**Challenge**
Please pull out every line in the entries that contains the word "head" and list those lines.

— START Dataset extract —

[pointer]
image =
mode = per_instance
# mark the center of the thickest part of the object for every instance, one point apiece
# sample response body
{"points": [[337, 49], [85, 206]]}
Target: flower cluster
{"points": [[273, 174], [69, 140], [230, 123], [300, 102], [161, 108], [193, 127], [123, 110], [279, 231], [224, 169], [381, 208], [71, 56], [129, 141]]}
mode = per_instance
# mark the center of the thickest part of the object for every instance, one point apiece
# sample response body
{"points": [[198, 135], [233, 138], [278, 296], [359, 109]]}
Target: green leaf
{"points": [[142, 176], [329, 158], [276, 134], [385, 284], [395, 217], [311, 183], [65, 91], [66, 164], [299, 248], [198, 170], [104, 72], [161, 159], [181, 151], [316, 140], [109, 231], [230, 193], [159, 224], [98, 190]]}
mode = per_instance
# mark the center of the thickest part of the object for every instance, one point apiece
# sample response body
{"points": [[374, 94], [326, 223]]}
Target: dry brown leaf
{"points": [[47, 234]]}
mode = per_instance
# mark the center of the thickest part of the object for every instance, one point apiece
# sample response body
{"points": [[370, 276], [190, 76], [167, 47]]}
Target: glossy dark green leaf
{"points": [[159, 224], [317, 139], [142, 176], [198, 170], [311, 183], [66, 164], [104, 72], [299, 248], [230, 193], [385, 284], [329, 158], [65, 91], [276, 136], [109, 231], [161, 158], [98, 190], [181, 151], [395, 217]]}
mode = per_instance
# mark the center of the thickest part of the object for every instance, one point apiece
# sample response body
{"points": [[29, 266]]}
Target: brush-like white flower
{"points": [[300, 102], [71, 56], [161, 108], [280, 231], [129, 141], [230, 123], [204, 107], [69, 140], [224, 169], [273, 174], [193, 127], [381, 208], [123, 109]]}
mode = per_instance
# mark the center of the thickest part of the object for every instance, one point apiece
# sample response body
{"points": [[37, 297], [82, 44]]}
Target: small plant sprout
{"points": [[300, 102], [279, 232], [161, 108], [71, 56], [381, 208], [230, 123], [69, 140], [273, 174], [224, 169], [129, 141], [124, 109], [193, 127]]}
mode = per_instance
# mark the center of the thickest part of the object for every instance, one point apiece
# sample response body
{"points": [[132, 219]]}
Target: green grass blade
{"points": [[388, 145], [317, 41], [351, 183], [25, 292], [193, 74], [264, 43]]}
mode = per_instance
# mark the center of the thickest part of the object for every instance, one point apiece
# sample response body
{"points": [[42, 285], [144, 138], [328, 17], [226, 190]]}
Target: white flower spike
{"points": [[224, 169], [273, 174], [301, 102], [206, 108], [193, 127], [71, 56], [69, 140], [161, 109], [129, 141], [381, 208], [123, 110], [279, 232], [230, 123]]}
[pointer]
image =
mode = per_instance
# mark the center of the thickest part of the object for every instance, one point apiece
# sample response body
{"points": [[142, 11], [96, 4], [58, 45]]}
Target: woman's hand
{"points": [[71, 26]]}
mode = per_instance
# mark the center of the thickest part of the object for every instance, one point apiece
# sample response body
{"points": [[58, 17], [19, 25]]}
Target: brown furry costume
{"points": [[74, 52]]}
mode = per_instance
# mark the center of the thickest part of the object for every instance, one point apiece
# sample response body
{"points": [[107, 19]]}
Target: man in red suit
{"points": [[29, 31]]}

— END Dataset extract —
— START Dataset extract —

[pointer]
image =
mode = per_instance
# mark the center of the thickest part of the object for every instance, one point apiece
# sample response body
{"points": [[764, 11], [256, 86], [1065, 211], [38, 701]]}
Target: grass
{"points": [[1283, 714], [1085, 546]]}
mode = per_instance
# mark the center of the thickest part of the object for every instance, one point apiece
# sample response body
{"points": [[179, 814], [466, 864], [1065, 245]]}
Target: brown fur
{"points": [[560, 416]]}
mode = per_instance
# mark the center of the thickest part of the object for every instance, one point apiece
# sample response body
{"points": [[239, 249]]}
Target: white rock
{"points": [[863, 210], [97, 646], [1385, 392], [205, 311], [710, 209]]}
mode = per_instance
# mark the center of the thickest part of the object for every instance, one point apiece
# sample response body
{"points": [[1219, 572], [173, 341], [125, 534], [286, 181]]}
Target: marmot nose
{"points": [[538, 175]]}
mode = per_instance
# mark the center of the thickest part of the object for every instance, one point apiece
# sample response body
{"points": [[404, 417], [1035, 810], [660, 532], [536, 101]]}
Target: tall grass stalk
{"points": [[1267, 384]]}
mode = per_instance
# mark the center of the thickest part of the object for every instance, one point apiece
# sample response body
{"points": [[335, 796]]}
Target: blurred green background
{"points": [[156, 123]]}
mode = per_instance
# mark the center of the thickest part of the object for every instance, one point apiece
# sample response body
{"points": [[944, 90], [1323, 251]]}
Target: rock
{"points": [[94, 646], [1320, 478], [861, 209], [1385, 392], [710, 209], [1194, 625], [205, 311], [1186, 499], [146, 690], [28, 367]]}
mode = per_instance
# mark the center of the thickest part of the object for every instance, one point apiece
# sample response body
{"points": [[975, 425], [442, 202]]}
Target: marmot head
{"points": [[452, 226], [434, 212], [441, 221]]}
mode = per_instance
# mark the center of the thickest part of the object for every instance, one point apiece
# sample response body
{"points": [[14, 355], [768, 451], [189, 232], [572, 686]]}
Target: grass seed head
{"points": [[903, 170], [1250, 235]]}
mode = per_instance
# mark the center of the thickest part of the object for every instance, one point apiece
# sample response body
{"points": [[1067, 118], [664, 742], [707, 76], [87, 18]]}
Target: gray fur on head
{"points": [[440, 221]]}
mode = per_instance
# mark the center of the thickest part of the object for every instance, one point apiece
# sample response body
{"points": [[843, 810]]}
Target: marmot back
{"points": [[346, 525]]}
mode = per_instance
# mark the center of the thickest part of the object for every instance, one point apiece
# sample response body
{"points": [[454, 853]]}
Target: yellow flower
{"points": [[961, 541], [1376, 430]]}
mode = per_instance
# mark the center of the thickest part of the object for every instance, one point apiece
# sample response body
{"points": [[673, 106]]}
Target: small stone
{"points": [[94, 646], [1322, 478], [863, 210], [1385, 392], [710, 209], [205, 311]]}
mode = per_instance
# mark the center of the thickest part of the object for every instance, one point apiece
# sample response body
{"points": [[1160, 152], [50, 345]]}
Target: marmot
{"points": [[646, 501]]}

— END Dataset extract —

**Completed task**
Target: marmot head
Target: grass seed head
Target: gray fur on head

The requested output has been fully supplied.